• 待办任务:
从下面的行中摘出所有含有字符串“mouth”的行，区分大小写。

• 所给材料:
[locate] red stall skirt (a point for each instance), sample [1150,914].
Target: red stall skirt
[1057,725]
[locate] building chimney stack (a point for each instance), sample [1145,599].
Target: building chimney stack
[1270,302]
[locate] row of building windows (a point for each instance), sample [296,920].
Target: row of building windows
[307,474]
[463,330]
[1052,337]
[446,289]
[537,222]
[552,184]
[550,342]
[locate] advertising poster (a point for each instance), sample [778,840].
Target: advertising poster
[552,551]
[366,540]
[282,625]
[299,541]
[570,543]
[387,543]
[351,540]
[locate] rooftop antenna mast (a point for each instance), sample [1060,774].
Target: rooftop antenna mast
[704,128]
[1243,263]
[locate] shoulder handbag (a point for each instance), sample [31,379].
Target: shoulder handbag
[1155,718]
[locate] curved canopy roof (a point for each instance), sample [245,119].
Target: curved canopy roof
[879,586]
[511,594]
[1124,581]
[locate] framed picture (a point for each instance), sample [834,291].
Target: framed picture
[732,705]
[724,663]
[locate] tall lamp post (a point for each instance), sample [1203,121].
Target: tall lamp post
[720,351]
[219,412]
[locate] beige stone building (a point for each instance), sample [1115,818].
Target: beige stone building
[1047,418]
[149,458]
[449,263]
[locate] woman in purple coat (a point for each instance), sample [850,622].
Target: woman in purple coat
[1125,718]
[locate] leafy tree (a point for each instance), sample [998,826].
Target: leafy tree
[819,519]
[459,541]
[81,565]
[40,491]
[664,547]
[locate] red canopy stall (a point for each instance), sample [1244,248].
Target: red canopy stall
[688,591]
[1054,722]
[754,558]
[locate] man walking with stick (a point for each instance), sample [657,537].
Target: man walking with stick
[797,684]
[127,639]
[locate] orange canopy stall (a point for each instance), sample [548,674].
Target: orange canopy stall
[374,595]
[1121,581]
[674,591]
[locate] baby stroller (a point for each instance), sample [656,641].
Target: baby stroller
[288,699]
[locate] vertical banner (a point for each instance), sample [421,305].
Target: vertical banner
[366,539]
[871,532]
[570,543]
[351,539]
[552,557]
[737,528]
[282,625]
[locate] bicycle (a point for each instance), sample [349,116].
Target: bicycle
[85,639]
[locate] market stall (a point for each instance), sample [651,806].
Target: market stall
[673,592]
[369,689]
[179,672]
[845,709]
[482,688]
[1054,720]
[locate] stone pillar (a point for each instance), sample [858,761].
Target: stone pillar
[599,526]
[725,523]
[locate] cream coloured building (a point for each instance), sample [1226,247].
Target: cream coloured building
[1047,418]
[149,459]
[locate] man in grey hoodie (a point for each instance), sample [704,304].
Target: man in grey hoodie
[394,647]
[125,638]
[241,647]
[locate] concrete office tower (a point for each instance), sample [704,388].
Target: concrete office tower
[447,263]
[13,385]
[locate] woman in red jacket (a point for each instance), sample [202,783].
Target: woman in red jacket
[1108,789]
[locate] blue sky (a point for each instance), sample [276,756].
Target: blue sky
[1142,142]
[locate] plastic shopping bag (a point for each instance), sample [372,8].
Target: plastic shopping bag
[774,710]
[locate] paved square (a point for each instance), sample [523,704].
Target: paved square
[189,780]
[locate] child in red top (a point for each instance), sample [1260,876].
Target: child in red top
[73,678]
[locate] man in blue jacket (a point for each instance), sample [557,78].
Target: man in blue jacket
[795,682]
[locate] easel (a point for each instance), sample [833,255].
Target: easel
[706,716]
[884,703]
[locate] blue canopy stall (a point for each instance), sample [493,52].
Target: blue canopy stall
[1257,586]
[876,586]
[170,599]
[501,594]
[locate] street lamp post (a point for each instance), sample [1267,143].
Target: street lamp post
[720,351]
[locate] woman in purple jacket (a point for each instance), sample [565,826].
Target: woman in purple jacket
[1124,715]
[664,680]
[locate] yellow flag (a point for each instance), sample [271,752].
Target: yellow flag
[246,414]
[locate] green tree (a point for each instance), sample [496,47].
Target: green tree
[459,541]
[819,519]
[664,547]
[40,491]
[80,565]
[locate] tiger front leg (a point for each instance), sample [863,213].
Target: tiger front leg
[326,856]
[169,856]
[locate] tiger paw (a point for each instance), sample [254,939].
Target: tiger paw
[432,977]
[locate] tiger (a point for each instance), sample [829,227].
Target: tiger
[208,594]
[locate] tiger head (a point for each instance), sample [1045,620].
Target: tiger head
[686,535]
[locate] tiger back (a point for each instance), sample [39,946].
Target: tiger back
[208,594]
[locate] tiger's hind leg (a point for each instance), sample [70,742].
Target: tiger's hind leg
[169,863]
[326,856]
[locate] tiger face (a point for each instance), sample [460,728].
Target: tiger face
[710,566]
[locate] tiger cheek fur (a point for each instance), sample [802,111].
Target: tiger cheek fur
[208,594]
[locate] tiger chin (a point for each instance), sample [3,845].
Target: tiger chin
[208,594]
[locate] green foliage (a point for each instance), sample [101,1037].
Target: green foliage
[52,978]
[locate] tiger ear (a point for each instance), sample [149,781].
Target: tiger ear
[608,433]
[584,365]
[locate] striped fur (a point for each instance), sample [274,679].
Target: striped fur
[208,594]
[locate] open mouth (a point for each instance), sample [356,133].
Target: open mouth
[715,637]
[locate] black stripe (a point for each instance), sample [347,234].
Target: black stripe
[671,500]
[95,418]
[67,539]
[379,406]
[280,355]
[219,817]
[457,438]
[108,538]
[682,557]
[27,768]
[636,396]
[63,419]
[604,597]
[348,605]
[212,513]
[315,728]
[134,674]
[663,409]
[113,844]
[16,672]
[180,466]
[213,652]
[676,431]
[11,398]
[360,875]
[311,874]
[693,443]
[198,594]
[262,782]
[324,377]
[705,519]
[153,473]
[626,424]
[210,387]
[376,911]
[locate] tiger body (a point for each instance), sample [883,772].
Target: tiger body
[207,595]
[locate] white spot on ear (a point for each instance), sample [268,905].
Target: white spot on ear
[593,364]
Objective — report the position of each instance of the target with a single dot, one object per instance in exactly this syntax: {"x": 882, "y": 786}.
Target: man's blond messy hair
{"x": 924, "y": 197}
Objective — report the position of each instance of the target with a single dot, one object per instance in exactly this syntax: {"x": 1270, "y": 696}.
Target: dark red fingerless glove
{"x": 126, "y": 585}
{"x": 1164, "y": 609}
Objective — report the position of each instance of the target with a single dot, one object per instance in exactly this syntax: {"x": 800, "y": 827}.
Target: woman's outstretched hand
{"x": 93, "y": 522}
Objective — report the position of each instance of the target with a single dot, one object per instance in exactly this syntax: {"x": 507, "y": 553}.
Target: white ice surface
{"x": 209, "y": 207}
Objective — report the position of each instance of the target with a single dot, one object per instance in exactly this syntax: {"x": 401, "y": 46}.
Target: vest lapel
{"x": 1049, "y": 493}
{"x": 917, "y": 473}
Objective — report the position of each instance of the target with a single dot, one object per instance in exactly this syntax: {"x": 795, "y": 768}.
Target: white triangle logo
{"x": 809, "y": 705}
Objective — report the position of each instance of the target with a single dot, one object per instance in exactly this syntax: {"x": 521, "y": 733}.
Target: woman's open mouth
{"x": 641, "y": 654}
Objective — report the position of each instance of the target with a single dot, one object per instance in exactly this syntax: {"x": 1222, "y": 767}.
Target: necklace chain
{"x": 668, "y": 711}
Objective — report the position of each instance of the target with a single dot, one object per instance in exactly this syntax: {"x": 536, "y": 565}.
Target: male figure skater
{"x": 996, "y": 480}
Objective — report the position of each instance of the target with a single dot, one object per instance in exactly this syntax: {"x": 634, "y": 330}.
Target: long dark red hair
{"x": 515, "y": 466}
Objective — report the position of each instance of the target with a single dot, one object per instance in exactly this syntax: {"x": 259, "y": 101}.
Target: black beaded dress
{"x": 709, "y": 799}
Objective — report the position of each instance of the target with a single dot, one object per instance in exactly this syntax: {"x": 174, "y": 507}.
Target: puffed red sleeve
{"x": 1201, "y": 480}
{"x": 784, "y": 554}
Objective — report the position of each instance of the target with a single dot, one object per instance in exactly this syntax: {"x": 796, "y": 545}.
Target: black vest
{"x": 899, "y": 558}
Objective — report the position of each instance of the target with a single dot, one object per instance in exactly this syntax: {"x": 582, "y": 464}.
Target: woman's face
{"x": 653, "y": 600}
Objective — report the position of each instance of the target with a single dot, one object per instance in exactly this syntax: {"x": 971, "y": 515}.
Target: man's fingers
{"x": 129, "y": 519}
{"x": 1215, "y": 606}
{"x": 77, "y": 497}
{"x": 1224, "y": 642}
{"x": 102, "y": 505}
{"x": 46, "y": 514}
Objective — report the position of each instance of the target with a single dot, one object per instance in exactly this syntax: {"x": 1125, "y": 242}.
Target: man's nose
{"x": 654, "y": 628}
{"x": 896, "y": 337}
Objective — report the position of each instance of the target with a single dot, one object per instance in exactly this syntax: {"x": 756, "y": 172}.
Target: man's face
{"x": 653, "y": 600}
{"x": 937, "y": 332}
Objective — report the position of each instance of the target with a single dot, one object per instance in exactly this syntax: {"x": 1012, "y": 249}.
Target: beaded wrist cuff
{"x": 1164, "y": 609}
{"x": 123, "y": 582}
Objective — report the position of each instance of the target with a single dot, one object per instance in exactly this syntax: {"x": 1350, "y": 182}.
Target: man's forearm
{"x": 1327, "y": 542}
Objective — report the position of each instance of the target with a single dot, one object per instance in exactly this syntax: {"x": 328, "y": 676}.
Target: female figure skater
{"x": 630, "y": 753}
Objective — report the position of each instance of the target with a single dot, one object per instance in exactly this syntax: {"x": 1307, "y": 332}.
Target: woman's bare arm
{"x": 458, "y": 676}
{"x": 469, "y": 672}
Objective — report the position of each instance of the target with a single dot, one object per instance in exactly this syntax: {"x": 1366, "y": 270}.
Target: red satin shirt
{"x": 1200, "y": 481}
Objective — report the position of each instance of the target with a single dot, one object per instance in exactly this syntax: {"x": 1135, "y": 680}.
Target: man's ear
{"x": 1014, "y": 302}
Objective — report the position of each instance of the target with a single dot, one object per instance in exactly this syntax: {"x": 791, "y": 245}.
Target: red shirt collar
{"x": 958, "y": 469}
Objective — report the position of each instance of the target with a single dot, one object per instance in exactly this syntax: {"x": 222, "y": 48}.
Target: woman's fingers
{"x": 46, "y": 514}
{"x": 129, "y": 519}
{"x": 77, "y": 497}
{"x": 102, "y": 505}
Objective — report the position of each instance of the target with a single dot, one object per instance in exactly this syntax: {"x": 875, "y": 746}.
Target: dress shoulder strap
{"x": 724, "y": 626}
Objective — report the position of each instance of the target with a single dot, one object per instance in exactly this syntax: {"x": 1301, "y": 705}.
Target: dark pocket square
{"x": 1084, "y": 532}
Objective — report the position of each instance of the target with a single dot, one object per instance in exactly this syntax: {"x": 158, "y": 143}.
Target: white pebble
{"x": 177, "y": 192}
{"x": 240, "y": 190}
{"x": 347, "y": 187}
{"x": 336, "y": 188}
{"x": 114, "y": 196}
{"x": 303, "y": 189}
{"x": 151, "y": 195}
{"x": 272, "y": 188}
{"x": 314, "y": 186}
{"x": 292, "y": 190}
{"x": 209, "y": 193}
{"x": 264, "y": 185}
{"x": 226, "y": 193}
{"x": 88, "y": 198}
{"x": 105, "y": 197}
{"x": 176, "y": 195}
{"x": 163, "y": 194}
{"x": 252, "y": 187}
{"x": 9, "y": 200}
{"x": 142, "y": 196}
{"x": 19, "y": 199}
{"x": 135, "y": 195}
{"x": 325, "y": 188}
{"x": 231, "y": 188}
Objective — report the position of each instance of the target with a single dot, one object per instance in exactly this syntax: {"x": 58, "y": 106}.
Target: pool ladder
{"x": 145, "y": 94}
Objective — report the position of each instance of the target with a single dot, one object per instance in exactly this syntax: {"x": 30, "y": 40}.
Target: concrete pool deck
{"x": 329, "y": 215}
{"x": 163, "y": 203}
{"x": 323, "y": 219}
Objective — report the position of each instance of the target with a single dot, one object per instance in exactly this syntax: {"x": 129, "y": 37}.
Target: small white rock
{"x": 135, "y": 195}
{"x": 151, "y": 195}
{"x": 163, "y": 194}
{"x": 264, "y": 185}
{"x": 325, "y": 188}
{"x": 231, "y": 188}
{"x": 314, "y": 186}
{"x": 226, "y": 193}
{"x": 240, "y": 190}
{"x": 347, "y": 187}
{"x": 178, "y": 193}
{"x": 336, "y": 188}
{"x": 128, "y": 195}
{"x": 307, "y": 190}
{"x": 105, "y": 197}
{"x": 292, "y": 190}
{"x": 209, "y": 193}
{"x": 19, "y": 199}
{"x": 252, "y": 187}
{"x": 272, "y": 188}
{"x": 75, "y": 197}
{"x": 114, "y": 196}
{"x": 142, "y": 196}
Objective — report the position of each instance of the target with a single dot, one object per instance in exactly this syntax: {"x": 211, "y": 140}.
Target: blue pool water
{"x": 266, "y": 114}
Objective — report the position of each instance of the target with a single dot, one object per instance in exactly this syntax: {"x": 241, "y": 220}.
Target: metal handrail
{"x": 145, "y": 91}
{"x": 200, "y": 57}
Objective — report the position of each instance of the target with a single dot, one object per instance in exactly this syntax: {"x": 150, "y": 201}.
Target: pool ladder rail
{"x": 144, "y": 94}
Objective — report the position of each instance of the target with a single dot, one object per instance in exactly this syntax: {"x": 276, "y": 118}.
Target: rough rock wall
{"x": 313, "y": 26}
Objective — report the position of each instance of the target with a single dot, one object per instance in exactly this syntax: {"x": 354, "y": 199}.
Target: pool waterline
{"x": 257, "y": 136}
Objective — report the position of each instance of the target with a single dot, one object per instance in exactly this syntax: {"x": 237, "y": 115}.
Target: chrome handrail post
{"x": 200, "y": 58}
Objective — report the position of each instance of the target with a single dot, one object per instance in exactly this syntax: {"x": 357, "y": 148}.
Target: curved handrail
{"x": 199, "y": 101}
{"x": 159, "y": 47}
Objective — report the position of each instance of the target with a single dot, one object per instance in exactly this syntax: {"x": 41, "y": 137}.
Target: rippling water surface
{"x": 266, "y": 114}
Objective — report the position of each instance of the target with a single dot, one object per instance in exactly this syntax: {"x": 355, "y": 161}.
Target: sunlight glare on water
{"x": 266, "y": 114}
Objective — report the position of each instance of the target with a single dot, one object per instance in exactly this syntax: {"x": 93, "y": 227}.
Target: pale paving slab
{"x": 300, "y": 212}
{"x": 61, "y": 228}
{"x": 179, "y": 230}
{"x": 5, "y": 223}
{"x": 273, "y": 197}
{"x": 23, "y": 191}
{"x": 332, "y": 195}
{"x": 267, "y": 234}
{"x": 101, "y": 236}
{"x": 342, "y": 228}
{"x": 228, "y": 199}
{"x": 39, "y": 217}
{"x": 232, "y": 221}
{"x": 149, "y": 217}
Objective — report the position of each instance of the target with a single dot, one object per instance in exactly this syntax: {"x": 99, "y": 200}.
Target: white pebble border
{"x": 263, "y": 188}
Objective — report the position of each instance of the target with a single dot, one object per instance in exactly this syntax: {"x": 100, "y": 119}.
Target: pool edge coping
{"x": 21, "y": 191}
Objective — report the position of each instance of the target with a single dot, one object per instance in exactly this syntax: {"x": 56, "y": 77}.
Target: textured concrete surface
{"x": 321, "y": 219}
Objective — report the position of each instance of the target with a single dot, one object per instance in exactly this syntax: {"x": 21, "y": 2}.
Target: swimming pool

• 任务结果:
[locate] open mouth (a point for each instance), sample [356,133].
Target: open mouth
Target: woman's open mouth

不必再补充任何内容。